— begin RECORDS SUPPLIED —

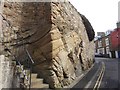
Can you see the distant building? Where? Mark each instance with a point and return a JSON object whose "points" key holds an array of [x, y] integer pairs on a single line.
{"points": [[101, 34], [115, 43], [103, 46]]}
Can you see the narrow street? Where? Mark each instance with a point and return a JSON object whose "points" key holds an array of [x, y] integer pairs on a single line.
{"points": [[111, 75], [97, 78]]}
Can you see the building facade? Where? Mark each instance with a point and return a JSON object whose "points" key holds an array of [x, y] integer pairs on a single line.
{"points": [[115, 43], [103, 46]]}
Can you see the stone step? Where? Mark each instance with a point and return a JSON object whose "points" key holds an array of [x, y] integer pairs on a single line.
{"points": [[34, 82], [40, 86], [33, 75]]}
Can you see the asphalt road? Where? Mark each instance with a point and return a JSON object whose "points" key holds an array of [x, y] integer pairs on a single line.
{"points": [[111, 76], [84, 81]]}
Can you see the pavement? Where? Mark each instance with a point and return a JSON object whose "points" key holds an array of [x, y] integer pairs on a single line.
{"points": [[110, 79], [87, 78]]}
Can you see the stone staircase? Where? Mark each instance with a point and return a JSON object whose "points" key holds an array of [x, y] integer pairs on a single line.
{"points": [[35, 81]]}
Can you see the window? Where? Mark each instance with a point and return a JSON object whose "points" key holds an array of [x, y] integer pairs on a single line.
{"points": [[107, 41]]}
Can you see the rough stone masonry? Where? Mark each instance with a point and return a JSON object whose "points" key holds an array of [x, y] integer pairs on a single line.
{"points": [[56, 35]]}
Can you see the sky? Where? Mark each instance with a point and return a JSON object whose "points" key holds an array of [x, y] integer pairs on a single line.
{"points": [[102, 14]]}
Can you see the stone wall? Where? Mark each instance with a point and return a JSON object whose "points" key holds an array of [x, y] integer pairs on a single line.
{"points": [[55, 36]]}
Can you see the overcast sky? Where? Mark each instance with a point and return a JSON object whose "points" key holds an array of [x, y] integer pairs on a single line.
{"points": [[103, 14]]}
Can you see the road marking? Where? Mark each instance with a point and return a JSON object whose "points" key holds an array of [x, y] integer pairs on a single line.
{"points": [[99, 80]]}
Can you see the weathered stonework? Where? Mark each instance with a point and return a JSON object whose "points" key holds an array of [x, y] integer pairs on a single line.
{"points": [[55, 36]]}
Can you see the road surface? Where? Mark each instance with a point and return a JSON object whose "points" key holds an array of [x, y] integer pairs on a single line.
{"points": [[106, 76]]}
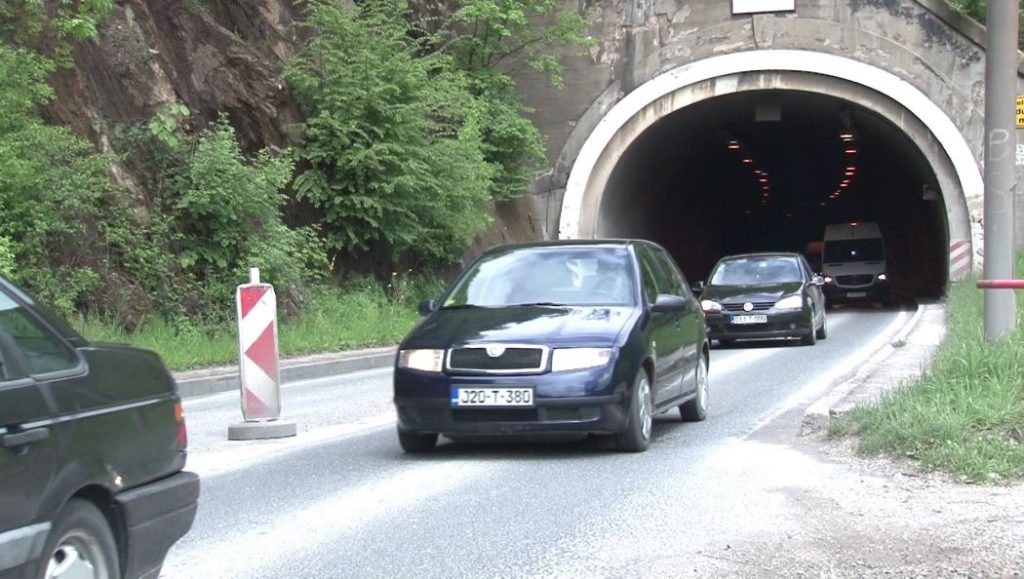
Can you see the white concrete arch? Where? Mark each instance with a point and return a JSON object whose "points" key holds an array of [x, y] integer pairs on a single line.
{"points": [[631, 115]]}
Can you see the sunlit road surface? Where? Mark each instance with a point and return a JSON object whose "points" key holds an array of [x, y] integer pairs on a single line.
{"points": [[342, 500]]}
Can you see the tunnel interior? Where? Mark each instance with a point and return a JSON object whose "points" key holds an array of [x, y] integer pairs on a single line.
{"points": [[767, 170]]}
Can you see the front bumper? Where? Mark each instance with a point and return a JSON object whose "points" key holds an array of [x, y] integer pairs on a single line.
{"points": [[580, 402], [787, 324]]}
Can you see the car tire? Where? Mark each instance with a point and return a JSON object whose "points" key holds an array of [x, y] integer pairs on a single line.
{"points": [[822, 332], [80, 543], [810, 337], [636, 438], [696, 410], [417, 443]]}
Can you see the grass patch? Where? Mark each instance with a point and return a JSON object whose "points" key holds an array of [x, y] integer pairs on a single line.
{"points": [[361, 314], [965, 415]]}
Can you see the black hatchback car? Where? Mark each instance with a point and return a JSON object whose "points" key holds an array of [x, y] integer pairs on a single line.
{"points": [[589, 337], [92, 450], [764, 295]]}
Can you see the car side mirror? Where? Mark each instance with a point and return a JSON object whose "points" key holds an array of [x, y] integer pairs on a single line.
{"points": [[426, 306], [669, 302]]}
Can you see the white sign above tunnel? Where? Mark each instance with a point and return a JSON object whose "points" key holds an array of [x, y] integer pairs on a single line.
{"points": [[753, 6]]}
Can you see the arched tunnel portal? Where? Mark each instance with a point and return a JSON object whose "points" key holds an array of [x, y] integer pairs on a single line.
{"points": [[764, 160]]}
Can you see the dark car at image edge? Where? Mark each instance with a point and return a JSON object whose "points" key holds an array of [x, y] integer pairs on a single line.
{"points": [[584, 337], [92, 451]]}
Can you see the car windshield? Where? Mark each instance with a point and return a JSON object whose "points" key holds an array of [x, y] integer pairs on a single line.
{"points": [[854, 250], [548, 276], [756, 271]]}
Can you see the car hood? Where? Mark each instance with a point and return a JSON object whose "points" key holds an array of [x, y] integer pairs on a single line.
{"points": [[761, 292], [555, 326]]}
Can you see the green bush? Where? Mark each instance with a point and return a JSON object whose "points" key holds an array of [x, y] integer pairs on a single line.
{"points": [[392, 155]]}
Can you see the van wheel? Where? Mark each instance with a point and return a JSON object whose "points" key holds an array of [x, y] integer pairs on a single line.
{"points": [[80, 544]]}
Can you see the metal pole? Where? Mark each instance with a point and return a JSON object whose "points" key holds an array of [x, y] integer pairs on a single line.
{"points": [[1000, 143]]}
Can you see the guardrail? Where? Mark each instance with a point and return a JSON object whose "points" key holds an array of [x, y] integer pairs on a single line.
{"points": [[1000, 284]]}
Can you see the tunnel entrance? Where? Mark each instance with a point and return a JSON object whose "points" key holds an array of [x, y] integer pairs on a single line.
{"points": [[767, 170], [680, 160]]}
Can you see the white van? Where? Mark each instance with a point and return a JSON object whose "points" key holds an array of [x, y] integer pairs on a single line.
{"points": [[853, 262]]}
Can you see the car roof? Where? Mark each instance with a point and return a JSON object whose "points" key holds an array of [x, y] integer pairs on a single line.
{"points": [[594, 242], [762, 254]]}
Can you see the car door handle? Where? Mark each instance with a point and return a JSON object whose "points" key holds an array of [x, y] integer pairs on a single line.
{"points": [[24, 438]]}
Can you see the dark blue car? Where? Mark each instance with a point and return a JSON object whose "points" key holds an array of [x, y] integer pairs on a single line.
{"points": [[588, 337]]}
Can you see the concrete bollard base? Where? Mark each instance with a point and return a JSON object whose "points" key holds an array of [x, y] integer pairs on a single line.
{"points": [[261, 430]]}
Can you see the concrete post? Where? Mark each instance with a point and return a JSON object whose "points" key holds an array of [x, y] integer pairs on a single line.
{"points": [[1000, 146]]}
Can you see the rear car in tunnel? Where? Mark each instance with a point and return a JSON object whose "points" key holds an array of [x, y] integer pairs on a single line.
{"points": [[764, 295], [581, 337]]}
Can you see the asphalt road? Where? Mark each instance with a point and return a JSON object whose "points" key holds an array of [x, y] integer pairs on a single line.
{"points": [[342, 500]]}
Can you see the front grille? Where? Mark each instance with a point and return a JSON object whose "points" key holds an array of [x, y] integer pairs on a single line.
{"points": [[858, 280], [495, 415], [511, 359], [758, 306]]}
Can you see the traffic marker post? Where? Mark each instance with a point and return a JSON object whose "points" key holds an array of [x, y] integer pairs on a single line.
{"points": [[256, 305]]}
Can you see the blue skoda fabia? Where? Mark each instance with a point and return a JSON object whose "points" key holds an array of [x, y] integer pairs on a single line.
{"points": [[589, 337]]}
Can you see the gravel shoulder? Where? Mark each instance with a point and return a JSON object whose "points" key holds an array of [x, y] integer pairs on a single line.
{"points": [[818, 509]]}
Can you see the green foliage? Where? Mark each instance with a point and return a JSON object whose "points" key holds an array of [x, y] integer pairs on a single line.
{"points": [[393, 155], [226, 211], [51, 27], [52, 189], [493, 39], [485, 34]]}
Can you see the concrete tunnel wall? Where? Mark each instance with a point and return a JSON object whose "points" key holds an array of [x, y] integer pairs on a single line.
{"points": [[932, 131], [928, 52]]}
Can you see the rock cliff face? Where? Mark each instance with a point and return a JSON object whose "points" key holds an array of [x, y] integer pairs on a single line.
{"points": [[211, 55]]}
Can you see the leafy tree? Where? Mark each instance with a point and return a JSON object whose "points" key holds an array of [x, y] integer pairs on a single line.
{"points": [[52, 185], [493, 41], [392, 155]]}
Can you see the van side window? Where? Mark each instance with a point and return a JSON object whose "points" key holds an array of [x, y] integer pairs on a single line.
{"points": [[43, 352]]}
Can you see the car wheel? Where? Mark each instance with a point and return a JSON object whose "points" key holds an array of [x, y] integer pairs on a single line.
{"points": [[823, 330], [415, 443], [636, 438], [811, 336], [80, 544], [696, 410]]}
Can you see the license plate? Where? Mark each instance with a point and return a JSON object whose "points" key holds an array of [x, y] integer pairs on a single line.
{"points": [[759, 319], [463, 397]]}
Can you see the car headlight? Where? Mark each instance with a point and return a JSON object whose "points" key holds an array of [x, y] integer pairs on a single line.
{"points": [[791, 302], [563, 359], [709, 305], [425, 360]]}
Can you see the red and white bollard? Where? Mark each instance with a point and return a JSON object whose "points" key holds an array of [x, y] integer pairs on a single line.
{"points": [[258, 364]]}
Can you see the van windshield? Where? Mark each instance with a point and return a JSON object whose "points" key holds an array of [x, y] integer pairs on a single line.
{"points": [[854, 250]]}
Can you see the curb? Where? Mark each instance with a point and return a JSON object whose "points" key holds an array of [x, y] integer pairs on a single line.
{"points": [[818, 415], [208, 381]]}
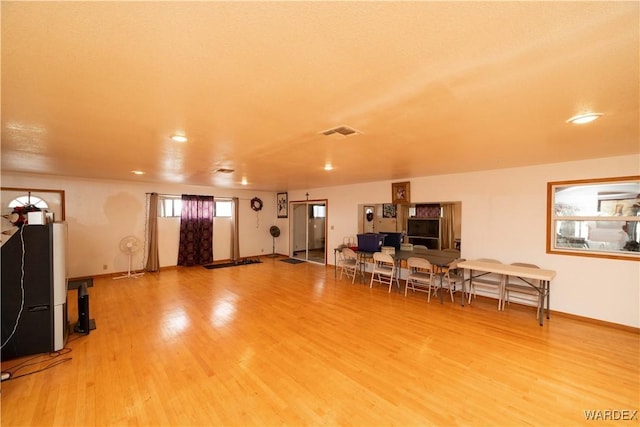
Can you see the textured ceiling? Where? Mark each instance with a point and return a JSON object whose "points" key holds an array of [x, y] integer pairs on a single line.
{"points": [[96, 89]]}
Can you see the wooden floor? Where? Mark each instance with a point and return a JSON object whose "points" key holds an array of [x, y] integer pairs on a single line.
{"points": [[282, 344]]}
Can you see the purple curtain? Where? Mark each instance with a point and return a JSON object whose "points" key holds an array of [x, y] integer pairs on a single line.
{"points": [[196, 230]]}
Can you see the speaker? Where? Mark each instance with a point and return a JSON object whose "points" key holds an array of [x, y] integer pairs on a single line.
{"points": [[82, 327]]}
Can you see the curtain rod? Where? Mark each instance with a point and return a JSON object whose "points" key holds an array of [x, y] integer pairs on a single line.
{"points": [[180, 195]]}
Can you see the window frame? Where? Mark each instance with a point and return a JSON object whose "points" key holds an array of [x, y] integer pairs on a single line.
{"points": [[162, 208], [556, 213]]}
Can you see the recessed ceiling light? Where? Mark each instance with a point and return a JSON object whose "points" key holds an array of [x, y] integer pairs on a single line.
{"points": [[581, 119], [179, 138]]}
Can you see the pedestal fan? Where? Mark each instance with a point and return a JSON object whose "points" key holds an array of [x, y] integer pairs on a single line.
{"points": [[129, 245], [275, 232]]}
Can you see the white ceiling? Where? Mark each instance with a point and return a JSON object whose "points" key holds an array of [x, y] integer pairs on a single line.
{"points": [[96, 89]]}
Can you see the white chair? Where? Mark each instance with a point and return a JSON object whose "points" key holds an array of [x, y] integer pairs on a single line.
{"points": [[453, 277], [522, 291], [384, 270], [349, 264], [491, 282], [420, 276]]}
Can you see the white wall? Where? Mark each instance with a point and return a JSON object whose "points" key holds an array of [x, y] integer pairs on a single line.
{"points": [[101, 213], [503, 217]]}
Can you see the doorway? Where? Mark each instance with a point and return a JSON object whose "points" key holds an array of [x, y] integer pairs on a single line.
{"points": [[309, 231]]}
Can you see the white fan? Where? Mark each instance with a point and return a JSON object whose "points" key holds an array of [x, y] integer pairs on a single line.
{"points": [[129, 245]]}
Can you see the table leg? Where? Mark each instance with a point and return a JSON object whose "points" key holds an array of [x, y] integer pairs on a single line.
{"points": [[463, 282], [548, 291]]}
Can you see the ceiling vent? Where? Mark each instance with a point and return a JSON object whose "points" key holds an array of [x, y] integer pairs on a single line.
{"points": [[343, 130]]}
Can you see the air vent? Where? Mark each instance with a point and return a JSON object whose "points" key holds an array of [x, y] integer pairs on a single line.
{"points": [[343, 130]]}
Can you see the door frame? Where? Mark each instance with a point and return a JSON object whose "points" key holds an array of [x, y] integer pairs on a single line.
{"points": [[295, 232]]}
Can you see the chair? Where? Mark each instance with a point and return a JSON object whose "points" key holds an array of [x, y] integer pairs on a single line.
{"points": [[515, 285], [487, 281], [420, 276], [420, 248], [384, 270], [453, 277], [349, 264]]}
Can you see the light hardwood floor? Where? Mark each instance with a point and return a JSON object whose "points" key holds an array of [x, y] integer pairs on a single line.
{"points": [[282, 344]]}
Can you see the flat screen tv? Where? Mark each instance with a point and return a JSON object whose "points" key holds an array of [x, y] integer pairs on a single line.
{"points": [[424, 227]]}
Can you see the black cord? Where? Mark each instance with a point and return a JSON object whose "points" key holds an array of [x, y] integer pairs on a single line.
{"points": [[10, 373]]}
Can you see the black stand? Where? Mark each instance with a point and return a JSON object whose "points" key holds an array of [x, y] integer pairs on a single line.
{"points": [[85, 324]]}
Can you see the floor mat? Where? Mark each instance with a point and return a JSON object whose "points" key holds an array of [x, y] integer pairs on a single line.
{"points": [[292, 261], [232, 264]]}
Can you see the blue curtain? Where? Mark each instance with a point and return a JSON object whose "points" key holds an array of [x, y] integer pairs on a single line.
{"points": [[196, 230]]}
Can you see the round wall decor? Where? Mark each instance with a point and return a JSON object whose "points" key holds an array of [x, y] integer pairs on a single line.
{"points": [[256, 204]]}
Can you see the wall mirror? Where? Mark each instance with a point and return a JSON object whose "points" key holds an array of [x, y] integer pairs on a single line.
{"points": [[437, 225], [597, 218]]}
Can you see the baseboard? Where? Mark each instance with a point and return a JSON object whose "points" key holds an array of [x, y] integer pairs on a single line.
{"points": [[597, 322]]}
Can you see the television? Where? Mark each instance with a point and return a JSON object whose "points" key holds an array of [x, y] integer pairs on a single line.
{"points": [[424, 227]]}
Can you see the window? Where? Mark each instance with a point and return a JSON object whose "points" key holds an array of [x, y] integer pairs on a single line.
{"points": [[598, 218], [319, 211], [223, 208], [28, 200], [169, 206]]}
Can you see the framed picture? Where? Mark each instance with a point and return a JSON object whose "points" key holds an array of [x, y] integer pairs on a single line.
{"points": [[389, 210], [283, 205], [400, 193]]}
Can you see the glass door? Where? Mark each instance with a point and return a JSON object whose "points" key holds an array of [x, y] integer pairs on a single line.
{"points": [[309, 231]]}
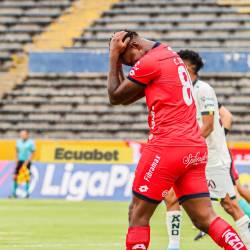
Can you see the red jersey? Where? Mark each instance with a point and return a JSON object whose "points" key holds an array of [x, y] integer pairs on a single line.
{"points": [[168, 90]]}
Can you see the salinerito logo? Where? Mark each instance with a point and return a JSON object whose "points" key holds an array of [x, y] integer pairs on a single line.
{"points": [[86, 155]]}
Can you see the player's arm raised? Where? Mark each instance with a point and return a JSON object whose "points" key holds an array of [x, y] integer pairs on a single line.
{"points": [[120, 89]]}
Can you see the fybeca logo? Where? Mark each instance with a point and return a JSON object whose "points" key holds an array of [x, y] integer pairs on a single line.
{"points": [[139, 247]]}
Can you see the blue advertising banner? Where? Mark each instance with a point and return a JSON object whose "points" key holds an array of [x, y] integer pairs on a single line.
{"points": [[72, 181]]}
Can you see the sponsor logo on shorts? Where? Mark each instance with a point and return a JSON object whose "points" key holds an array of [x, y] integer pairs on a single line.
{"points": [[143, 189], [211, 184], [139, 247], [192, 160], [233, 240], [152, 168], [164, 193]]}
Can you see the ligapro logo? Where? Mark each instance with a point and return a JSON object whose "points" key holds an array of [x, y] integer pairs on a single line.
{"points": [[78, 184], [34, 181]]}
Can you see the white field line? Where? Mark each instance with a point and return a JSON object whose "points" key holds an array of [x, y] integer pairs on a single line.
{"points": [[56, 245]]}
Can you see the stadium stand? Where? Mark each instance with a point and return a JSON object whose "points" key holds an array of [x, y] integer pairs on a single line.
{"points": [[76, 105], [182, 24]]}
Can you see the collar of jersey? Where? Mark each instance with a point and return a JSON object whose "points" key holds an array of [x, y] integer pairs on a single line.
{"points": [[157, 44]]}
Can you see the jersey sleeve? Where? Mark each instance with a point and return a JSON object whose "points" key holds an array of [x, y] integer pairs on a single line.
{"points": [[144, 71], [207, 102]]}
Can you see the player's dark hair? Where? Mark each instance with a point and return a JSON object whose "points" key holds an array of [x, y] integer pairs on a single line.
{"points": [[131, 34], [194, 58]]}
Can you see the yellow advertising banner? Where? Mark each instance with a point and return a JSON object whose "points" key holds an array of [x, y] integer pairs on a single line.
{"points": [[86, 153]]}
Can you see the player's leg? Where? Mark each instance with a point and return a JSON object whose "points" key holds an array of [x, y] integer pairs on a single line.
{"points": [[221, 187], [241, 192], [140, 212], [173, 220], [242, 220], [27, 184], [206, 220], [15, 176], [149, 188], [244, 193]]}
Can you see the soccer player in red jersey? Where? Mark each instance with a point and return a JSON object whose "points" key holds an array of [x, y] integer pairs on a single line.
{"points": [[176, 154]]}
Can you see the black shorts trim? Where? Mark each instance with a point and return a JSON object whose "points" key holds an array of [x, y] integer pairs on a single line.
{"points": [[143, 197], [137, 82], [221, 199], [193, 196], [207, 113]]}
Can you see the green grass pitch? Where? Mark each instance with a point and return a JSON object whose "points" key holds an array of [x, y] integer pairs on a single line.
{"points": [[62, 225]]}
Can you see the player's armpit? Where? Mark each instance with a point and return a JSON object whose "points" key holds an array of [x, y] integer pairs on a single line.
{"points": [[208, 124], [127, 92], [134, 98]]}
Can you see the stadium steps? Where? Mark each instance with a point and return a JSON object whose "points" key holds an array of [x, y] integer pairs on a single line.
{"points": [[79, 16], [76, 106], [189, 24], [242, 6], [20, 21]]}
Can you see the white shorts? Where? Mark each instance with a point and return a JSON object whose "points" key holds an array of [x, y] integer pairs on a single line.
{"points": [[219, 182]]}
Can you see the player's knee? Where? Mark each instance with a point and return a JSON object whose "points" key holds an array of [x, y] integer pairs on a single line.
{"points": [[130, 211], [227, 206], [203, 219], [138, 238]]}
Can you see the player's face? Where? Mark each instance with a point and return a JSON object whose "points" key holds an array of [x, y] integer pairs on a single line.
{"points": [[131, 55]]}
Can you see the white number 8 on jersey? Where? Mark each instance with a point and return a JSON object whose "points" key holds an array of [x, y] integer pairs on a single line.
{"points": [[187, 87]]}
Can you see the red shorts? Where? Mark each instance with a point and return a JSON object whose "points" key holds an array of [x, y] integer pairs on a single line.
{"points": [[161, 168], [234, 173]]}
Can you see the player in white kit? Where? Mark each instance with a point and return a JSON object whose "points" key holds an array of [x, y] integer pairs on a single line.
{"points": [[219, 161]]}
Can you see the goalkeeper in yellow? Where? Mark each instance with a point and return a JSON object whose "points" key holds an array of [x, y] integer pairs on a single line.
{"points": [[25, 149]]}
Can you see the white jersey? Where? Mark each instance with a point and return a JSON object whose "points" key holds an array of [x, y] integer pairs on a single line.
{"points": [[206, 103]]}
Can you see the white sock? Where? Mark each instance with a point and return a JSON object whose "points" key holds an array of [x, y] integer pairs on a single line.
{"points": [[173, 222], [243, 224]]}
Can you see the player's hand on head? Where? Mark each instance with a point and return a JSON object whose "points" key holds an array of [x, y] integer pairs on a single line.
{"points": [[118, 44]]}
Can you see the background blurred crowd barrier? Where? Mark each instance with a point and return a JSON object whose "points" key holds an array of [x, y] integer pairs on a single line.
{"points": [[88, 170], [78, 62]]}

— end RECORDS SUPPLIED —

:: AIM ::
All lines from the one that contains "Can you see the white number" through the end of the material are to be quoted exactly, with both ends included.

:: RESPONSE TO THIS TASK ::
Can you see the white number 8 on jersey? Where? Mark each instance with a point and return a JSON object whose "points" key holds an array of [x, y] integer pairs on a single line.
{"points": [[187, 87]]}
Can you see the red shorts? Where? Mark each instance with a point and return a JSON object whose "points" key holds an array of [x, y] integer pairs on a single line.
{"points": [[161, 168], [234, 173]]}
Can you see the player in white kit? Where? Mark each instance with a point and return a JSON object whose "points" key holds an array of [x, y] integer pairs on a single line.
{"points": [[219, 161]]}
Can you see the goalkeeper in yellow? Where? Mark each instance with a point and return a JSON object whose "points" key holds an array of [x, y] integer pairs on a single line.
{"points": [[25, 149]]}
Can you see the white jersey? Where? Mark each instance with a point and return a JSON object whose "points" key holds an array of [x, y] integer pairs on a single line.
{"points": [[206, 103]]}
Can you see the white sock? Where? Mark each instance with a point and return a JSON object whose "points" key holds an array of [x, y] integer pairs on a single line.
{"points": [[173, 222], [243, 224]]}
Can you see the player's hand on head? Where? Mark each instance with a point and return a JSON object whose "points" key holds an array of [x, y] integer pairs on a single line.
{"points": [[118, 44]]}
Can you see the background blurred crowd barrier? Where? Mark each instance with a point and return a JSON object whose "points" key holds an array of [x, y] integer pairs on a single line.
{"points": [[88, 170], [78, 62]]}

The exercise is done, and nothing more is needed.